§ Your instructions:
Will you give every entry again exactly as it stands?

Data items

────

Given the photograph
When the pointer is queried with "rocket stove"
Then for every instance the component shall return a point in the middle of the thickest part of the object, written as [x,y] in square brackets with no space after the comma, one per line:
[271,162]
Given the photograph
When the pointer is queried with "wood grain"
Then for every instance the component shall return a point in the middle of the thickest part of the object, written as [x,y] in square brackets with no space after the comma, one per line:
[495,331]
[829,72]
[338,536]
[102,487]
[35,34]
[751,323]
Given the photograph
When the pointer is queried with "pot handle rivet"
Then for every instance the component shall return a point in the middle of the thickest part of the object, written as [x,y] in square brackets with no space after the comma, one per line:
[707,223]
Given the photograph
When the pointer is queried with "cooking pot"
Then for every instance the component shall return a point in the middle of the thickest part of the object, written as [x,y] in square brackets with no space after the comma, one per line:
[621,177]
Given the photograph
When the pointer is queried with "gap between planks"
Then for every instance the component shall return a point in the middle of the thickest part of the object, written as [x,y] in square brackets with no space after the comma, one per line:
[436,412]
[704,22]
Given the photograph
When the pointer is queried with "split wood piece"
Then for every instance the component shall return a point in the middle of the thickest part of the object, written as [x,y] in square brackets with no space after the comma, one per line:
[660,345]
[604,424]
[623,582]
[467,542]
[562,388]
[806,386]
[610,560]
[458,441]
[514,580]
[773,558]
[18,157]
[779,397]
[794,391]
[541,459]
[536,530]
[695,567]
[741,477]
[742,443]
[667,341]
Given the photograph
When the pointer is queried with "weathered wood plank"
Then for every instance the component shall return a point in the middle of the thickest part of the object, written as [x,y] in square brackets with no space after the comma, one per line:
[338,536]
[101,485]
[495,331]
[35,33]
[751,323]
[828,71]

────

§ Solution:
Given the photograph
When the pointer is queried with "rocket stove"
Then for every instance the component shall return a point in the middle of the thickest part of the object, written as [x,y] in square brackets with no space after the comma, one per line:
[271,162]
Given the photograph
When the pointer is queried with "wood grain"
Then for every instance the component shall return a point in the middle of the thickest part of the object, written as [x,y] in square brackets with no space after the comma, one per line:
[495,331]
[829,72]
[338,536]
[102,487]
[35,34]
[751,323]
Given the photograph
When the pointer is queried with "pot handle rivet"
Then for every instance the component shall return a point in the middle of the thickest part of the object, written as [x,y] in square brackets with no space after the comma, one per line:
[707,223]
Given the photograph
When the pointer is queried with "cooking pot"
Then for every instance the component shall return a point in the middle of the thickest part of the object, written as [x,y] in square brackets with no space after the comma, one per line:
[621,177]
Given the photograph
When the pointer is queried with "gap between planks"
Then for every instance the component shall return a point in the middle of the thickest part of the object, written as [x,y] in square brackets with no space after the comma, one per line:
[436,412]
[704,22]
Given the photograph
When the pointer is queried with "split wood piece"
Then for every instance the component shall return a point in the middle of the thickest part of the object, written as [x,y] in square brackets with no space after the comma, one per line:
[660,345]
[604,424]
[623,582]
[467,542]
[562,388]
[806,386]
[610,560]
[458,441]
[514,580]
[773,558]
[18,157]
[779,397]
[794,391]
[541,459]
[536,530]
[695,567]
[741,477]
[742,443]
[667,341]
Given the photograph
When the pointer is queried with "weathered wood plank"
Then for every instance the component shall return a point in the middle of the thickest part of the object, written as [x,y] in square brackets with no space after the comma, one per line:
[338,536]
[101,485]
[495,331]
[35,33]
[751,323]
[828,71]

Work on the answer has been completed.